Exact reproduction is needed for the lines from the one with "FIND: nostril" to the end of the listing below, and for no other lines.

◆ **RECORDS FOR PROCESSING**:
================================
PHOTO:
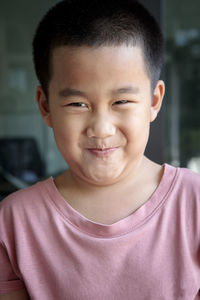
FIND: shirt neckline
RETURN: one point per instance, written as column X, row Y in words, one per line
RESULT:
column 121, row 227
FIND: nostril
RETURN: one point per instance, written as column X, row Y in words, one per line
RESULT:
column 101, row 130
================================
◆ **RESPONSE AREA**:
FIND: nostril
RETURN: one point per instance, written as column X, row Y in words, one per line
RESULT:
column 101, row 130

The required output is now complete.